___ Extract

Large molecules transported into living cells
It is one of the big pharmacological questions: How do you get large functional biomolecules like proteins or antibodies into a living cell? Linking antibodies or proteins with cell-penetrating peptides is a promising approach-but it has not yet fully led to the anticipated results.
Researchers from the Leibniz-Forschungsinstitut für Molekulare Pharmakologie (FMP) in Berlin and the TU Darmstadt present a new solution: If these peptides are also attached to the cell surface, then proteins or antibodies are transported much better into the cell interior. The groundbreaking results have just been published in the journal Nature Chemistry.
Our cell interior is protected from unwanted visitors by a cell membrane for a good reason. However, from a pharmacological point of view, this protection is a troublesome obstacle, as large proteins or antibodies find it difficult, if not impossible, to enter the so-called cytoplasm. Most drugs circumvent this barrier by targeting the cell surface. Meanwhile, making active ingredients cell-permeable remains one of the most pressing questions for biomedical research and the pharmaceutical industry.
Research into cell-penetrating peptides has been going on for more than two decades. This involves linking a protein or an antibody, for example, with a chemical or biochemical "tag" intended to facilitate its entry into the cell. But despite worldwide efforts, many of these approaches fail when it comes to transporting such large biomolecules.
Christian Hackenberger's group at the Leibniz-Forschungsinstitut für Molekulare Pharmakologie (FMP) in Berlin seeks to produce cell-permeable proteins and is collaborating closely with Dr. M. Cristina Cardoso of the Technical University of Darmstadt, a world-leading expert in the field of cell-penetrating peptides.
Double manipulation significantly improves transport
The research team from Berlin and Darmstadt has taken a decisive step toward transporting even large molecules into the cell interior. The key finding: the researchers link the molecules not only to the cell-penetrating peptides but also the cell surface. As experiments on living cells showed, this significantly improves the intracellular uptake of functional proteins and antibodies.
"Even though we are still a long way from the first medical applications, the work represents a real paradigm shift for the cellular transport of functional molecules," says a delighted Christian Hackenberger, head of the research group. "This is because we have been able to show on living cells that proteins and antibodies can not only pass through the cell membrane seemingly effortlessly but are also active in the cell without triggering toxicity."

______

**Problem to solve**
Extend the article on getting large molecules into living cells, picking up right after Christian Hackenberger's quote that ends it.

___ Material shown

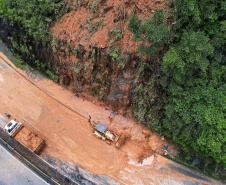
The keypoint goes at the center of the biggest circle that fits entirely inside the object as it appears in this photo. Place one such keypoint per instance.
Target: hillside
(162, 62)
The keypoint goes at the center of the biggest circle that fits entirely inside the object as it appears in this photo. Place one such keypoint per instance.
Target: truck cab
(11, 127)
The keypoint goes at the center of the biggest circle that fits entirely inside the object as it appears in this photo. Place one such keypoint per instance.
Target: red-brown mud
(50, 111)
(28, 138)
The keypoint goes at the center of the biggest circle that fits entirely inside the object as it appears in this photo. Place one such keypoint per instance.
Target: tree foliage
(192, 76)
(33, 15)
(195, 67)
(153, 32)
(154, 36)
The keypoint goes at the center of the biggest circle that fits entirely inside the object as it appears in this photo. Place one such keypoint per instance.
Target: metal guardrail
(49, 179)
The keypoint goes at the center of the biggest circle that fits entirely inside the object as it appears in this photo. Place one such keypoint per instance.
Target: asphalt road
(13, 171)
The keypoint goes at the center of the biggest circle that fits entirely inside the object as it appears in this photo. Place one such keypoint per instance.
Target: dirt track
(69, 136)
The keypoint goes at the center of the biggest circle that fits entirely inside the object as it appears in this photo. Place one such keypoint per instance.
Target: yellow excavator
(101, 131)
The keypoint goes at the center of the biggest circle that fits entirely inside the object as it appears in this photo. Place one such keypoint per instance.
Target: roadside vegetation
(182, 93)
(190, 84)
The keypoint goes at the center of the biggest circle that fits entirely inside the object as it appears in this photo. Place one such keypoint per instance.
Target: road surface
(13, 171)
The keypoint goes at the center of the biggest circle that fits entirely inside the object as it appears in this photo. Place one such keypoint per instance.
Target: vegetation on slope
(193, 78)
(183, 89)
(33, 15)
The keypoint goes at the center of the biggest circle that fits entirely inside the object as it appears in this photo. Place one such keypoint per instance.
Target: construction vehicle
(25, 136)
(101, 131)
(12, 126)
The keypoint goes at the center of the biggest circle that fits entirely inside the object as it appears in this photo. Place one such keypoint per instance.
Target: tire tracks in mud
(24, 76)
(18, 70)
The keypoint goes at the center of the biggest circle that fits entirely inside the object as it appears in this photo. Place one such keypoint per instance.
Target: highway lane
(13, 171)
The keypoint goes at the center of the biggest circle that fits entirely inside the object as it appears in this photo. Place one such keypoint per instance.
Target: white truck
(12, 126)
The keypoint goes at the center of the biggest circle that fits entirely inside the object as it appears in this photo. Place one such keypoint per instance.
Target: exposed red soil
(28, 138)
(50, 111)
(73, 27)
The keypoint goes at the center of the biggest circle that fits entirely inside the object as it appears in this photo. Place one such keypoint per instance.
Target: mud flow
(61, 119)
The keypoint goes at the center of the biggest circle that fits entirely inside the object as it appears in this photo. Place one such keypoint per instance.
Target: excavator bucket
(120, 141)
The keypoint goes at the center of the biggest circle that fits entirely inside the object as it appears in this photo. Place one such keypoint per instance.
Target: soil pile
(28, 138)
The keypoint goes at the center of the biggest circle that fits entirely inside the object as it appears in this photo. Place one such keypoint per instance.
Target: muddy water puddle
(60, 118)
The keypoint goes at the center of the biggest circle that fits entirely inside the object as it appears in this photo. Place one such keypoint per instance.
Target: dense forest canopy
(185, 98)
(33, 15)
(193, 77)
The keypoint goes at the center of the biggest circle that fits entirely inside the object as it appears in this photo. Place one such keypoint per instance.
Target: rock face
(92, 52)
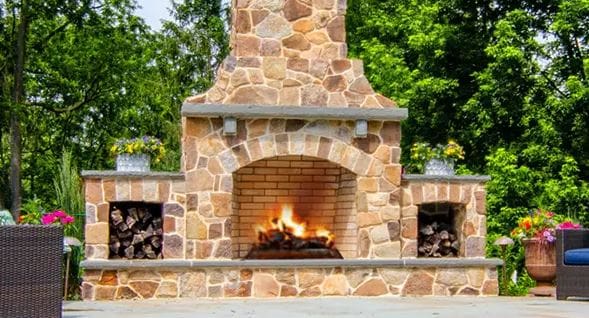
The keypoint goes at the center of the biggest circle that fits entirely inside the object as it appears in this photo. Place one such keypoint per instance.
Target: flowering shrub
(421, 152)
(542, 224)
(145, 145)
(55, 217)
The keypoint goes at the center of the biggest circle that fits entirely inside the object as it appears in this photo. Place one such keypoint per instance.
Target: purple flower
(67, 219)
(548, 236)
(48, 219)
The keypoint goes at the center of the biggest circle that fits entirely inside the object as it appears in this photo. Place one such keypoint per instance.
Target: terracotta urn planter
(540, 258)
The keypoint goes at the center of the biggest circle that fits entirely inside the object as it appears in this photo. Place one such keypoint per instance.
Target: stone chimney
(290, 53)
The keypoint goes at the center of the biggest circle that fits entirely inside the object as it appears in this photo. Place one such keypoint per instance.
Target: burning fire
(287, 228)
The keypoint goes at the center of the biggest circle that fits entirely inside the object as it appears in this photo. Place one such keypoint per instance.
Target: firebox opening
(439, 232)
(136, 230)
(320, 195)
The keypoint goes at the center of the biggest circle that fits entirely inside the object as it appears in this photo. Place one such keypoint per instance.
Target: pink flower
(48, 219)
(67, 219)
(567, 225)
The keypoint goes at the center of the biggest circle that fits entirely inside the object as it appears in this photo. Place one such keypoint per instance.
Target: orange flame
(287, 222)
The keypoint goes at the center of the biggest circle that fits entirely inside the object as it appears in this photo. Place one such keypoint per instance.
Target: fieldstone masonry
(290, 53)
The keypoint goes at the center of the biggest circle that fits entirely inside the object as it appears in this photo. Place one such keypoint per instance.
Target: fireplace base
(124, 279)
(309, 253)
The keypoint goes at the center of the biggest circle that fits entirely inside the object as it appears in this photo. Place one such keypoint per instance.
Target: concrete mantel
(102, 174)
(293, 112)
(434, 178)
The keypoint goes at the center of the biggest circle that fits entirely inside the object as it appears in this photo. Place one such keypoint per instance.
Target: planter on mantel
(134, 162)
(439, 167)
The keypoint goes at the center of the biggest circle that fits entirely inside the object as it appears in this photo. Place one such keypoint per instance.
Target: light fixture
(361, 130)
(229, 126)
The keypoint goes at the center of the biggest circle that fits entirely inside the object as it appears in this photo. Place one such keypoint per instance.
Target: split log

______

**Answer area**
The cargo is more easily cell-permeable
A decisive factor in this success is that the new method requires only about one-tenth of the substance concentrations as before. This simplifies the method significantly, making it more robust and versatile. "We can now reduce the concentrations to such an extent that the cargo can really reach the inside of the cell reliably," says the study's first author Anselm Schneider, who recently completed his doctorate. "This was not possible before."
As part of his doctoral thesis, Anselm Schneider had the groundbreaking idea of equipping the cell surface with the same cell-penetrating peptides as the cargo intended to enter the cell. Together with Martin Lehmann, the head of the Microscopy Facility at the FMP, Schneider observed how the cell membrane was seemingly effortlessly overcome. "It is this synergy that now makes it possible to transport a whole range of molecules into the cell interior, which is a real breakthrough," says Schneider.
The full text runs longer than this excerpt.